Rows from a pointing dataset

[BEGIN]

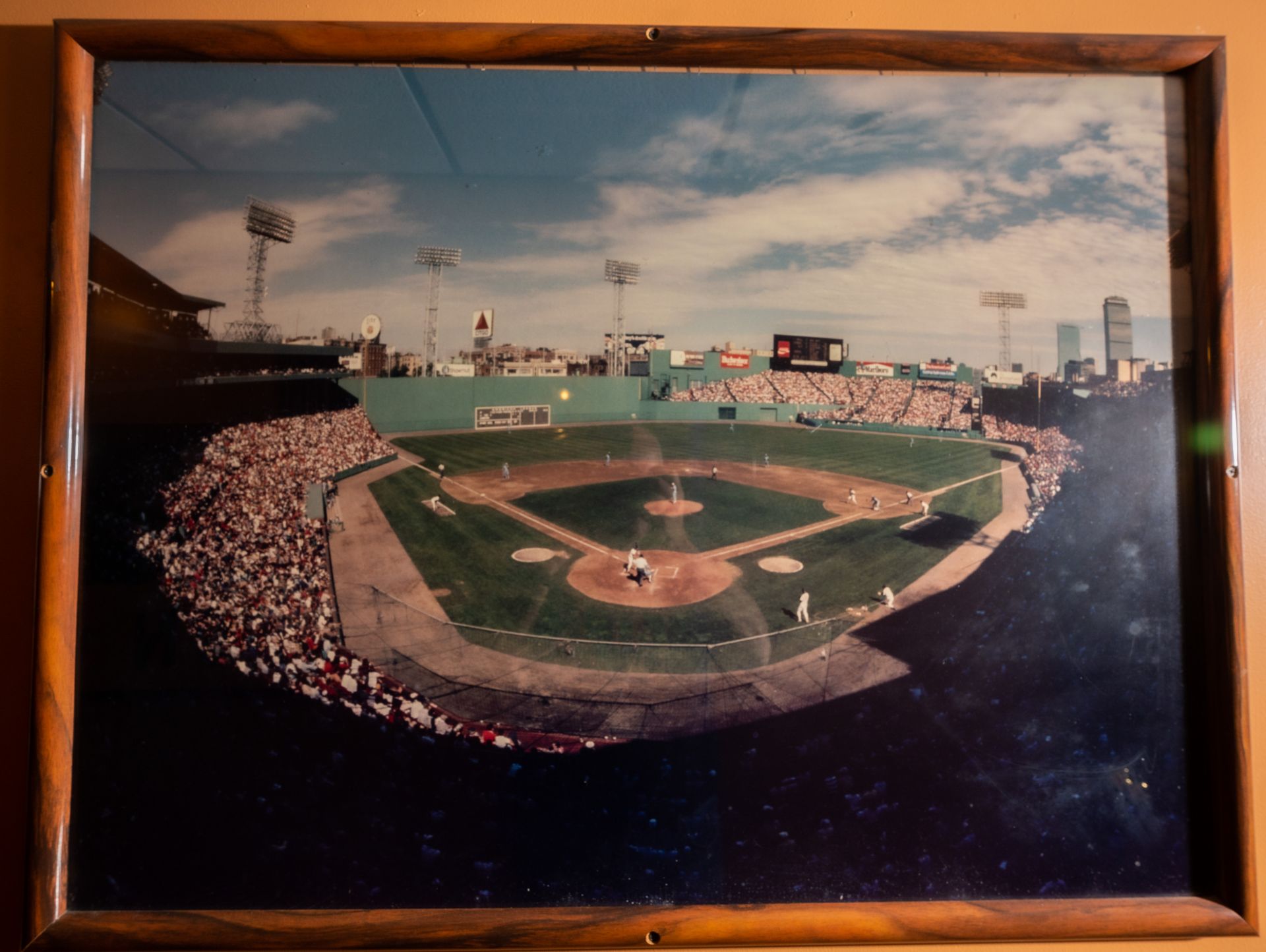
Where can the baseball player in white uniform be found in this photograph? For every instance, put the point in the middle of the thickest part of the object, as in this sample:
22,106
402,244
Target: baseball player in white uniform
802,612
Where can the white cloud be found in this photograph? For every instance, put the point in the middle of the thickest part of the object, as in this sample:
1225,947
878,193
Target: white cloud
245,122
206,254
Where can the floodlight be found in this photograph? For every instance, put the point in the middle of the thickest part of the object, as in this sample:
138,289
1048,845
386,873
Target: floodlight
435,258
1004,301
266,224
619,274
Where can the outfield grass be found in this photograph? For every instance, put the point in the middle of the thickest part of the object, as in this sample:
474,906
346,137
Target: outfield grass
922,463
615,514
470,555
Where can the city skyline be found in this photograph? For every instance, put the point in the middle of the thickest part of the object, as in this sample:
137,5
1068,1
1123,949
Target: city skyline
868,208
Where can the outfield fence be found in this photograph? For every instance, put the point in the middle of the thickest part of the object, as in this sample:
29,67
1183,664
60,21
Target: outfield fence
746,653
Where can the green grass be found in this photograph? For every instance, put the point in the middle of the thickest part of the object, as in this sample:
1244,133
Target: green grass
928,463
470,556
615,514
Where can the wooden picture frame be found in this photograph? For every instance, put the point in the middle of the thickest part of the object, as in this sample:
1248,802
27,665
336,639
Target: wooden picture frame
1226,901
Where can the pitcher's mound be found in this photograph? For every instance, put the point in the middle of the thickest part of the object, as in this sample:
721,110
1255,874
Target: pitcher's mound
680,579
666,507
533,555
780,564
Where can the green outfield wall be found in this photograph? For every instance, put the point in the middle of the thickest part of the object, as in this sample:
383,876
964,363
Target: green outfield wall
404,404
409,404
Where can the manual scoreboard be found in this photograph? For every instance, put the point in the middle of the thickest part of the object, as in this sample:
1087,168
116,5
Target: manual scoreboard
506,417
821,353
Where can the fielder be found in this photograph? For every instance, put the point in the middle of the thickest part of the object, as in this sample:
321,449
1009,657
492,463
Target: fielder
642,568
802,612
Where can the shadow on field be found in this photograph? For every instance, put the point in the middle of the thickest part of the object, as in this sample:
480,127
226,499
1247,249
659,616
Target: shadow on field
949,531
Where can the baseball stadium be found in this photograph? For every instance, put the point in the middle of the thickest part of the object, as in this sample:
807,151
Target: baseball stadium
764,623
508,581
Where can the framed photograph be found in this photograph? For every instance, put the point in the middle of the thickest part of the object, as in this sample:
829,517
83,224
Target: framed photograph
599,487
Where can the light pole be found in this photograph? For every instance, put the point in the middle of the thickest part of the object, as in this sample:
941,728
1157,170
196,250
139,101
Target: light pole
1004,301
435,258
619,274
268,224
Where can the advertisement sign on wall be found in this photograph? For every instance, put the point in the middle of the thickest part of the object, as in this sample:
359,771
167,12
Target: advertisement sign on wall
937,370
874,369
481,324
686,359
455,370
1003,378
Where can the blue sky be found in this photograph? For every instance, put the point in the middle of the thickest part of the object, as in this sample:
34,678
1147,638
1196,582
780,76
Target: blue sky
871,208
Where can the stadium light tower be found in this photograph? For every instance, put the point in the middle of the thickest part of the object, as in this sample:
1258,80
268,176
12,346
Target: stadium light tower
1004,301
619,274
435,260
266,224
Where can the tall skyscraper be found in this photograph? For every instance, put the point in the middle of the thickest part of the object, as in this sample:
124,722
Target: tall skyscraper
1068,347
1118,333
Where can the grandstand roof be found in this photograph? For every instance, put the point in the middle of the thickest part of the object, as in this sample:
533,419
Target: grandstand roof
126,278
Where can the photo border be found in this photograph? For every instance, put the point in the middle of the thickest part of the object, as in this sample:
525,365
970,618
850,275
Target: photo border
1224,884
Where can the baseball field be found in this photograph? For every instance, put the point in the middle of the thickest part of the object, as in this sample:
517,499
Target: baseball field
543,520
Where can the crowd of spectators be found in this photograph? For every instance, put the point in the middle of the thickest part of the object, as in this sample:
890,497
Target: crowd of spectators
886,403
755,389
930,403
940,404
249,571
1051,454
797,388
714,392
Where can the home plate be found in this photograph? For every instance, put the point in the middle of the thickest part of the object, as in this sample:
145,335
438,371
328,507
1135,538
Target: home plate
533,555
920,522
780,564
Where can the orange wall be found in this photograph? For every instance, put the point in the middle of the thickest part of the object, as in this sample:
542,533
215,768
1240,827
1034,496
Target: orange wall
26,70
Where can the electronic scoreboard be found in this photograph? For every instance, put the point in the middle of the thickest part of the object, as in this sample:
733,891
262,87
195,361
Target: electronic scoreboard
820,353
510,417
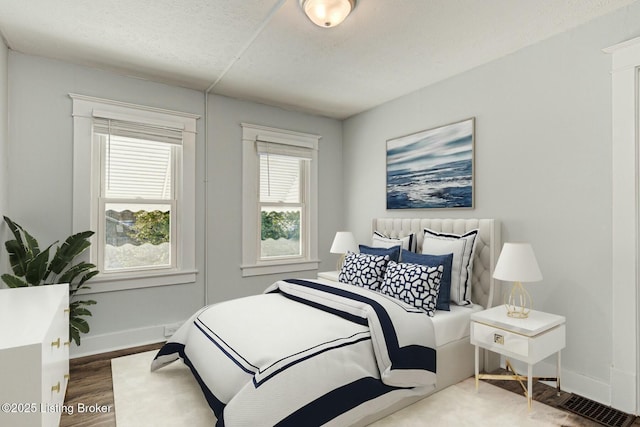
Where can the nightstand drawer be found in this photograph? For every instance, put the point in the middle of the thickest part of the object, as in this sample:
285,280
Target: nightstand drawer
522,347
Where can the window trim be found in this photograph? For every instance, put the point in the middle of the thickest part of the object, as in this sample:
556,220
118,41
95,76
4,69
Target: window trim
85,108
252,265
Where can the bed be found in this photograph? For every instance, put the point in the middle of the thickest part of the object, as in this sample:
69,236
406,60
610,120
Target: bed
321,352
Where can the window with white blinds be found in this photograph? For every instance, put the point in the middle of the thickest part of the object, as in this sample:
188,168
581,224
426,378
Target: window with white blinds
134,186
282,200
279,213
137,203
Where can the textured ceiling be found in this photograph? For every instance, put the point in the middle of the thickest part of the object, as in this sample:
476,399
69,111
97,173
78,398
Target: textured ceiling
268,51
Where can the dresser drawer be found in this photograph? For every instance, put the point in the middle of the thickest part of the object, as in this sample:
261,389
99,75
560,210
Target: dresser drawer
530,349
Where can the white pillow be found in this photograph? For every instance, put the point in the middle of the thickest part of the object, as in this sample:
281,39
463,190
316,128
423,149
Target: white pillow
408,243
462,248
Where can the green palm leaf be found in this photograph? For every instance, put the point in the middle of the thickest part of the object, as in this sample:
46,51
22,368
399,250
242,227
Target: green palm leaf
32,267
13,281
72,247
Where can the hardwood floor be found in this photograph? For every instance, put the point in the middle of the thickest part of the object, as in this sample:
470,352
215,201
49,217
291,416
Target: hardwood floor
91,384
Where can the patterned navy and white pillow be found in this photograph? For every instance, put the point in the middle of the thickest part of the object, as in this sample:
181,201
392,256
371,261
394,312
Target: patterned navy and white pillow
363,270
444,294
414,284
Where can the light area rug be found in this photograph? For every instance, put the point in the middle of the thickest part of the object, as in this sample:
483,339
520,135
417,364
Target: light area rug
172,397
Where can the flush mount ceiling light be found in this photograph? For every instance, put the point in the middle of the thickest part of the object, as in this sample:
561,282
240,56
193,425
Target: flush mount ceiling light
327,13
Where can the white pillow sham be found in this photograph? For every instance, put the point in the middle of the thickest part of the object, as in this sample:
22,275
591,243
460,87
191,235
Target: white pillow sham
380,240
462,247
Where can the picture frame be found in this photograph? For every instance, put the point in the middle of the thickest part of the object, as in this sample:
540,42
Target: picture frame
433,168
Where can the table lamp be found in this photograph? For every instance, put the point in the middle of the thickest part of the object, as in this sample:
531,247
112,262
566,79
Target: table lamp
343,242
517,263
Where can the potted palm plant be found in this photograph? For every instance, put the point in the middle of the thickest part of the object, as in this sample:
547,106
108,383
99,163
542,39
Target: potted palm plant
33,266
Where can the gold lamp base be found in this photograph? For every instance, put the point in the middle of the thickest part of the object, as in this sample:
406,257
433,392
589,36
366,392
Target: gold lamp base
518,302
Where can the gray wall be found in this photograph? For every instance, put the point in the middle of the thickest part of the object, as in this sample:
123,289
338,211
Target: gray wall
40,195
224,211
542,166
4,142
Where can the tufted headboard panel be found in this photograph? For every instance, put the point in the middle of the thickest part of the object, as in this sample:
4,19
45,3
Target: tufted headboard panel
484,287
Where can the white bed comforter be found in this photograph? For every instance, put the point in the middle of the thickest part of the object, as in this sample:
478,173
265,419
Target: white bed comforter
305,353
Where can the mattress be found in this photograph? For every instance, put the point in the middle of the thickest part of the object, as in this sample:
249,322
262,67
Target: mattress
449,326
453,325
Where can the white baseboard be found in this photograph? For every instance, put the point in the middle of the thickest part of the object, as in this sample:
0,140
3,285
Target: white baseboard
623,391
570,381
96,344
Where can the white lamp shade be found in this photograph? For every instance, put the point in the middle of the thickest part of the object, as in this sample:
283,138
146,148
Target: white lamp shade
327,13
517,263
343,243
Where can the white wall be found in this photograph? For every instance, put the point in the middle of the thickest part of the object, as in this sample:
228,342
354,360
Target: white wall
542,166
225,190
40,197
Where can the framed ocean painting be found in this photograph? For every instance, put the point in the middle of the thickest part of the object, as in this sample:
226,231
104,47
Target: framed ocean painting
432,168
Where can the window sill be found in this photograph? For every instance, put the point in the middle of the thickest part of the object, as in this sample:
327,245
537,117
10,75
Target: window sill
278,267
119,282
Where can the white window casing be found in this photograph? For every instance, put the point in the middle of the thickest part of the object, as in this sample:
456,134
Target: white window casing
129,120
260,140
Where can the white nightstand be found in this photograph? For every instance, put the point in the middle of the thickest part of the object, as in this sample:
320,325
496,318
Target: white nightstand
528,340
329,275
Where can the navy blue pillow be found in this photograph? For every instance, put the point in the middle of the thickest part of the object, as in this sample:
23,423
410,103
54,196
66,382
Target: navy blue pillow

[END]

◆ Exercise details
Find the line that contains "Where can the white window" in the listing above. Retype it and every line after it up to the last, exactly, and nothing else.

◆ Reply to the exercise
Where can the white window casing be found in this photograph? For every instance, put the point in the middle of the thickest part of the object, as in this sample:
456,134
Target: white window casing
129,120
260,140
Where can the white nightstand be found in this photograph? For every instance, put the point in the middle of the thickest part of the object, as in this sample:
320,325
496,318
Target: white nightstand
528,340
329,275
Where can the navy blue pillow be found in this photograph? For every instance, put the point in the middle of the thickest part of the object, as in this sample:
23,423
410,103
54,196
66,382
Target: navy blue pillow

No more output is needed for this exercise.